**Text shown:**
↓↓↓

Lauder in a statement issued Friday called on the state-owned Thyssen-Bornemisza Museum in Madrid to stop its legal fight to keep the Impressionist masterpiece “Rue Saint-Honoré, après-midi, effet de plui0e,” which was stolen from Lilly Cassirer, a German Jew seeking to flee her homeland in 1939.

The museum, which does not dispute that the painting was stolen, is fighting the lawsuit on technicalities, including international jurisdiction issues and time limitation on restitution claims.

Cassirer’s father-in-law, Julius, purchased the painting from the painter Camille Pissarro. Her late grandson, Claude, sued for restitution in 2005 in a claim he filed with a U.S. district court in California.

“The Spanish government and the museum have subjected the late Claude Cassirer and now his heirs to a decade of litigation largely on technical legal issues,” Lauder wrote. “We are calling on Spain to fulfill promptly their moral obligation to this family.”

Lauder also noted that “since 1988, Spain has been a party to three different declarations, signed by dozens of nations, committing it to return looted art or settle with victims’ families expeditiously.”

In 2000, Lilly’s grandson Claude discovered that the painting was on display in the museum, which houses the collection of the late Baron Hans-Heinrich Thyssen-Bornemisza, the nephew of Fritz Thyssen, one of the largest German industrialists in the Third Reich.

After being rebuffed in his efforts to have the painting returned, Claude Cassirer filed suit in 2005 against Spain and the museum. Since his death, his two children, together with the United Jewish Federation of San Diego County, have continued the fight.

↑↑↑

**Source information:**

↓↓↓

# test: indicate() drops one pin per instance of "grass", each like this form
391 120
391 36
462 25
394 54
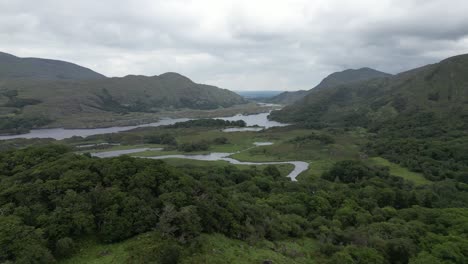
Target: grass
220 249
397 170
214 248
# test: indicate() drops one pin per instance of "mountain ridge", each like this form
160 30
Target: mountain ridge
437 87
333 79
13 67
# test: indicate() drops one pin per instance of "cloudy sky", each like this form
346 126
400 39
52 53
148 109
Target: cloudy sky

↑↑↑

**Required action 1:**
In the article on the Pissarro restitution case, translate this sentence into Spanish: "The museum, which does not dispute that the painting was stolen, is fighting the lawsuit on technicalities, including international jurisdiction issues and time limitation on restitution claims."
**Required action 2:**
From the article on the Pissarro restitution case, retype the passage that opens with the words containing "Lauder also noted" and closes with "the Third Reich.".

**Output 1:**
El museo, que no discute que la pintura fue robada, combate la demanda con argumentos técnicos, entre ellos cuestiones de jurisdicción internacional y el plazo de prescripción de las reclamaciones de restitución.

**Output 2:**
Lauder also noted that “since 1988, Spain has been a party to three different declarations, signed by dozens of nations, committing it to return looted art or settle with victims’ families expeditiously.”

In 2000, Lilly’s grandson Claude discovered that the painting was on display in the museum, which houses the collection of the late Baron Hans-Heinrich Thyssen-Bornemisza, the nephew of Fritz Thyssen, one of the largest German industrialists in the Third Reich.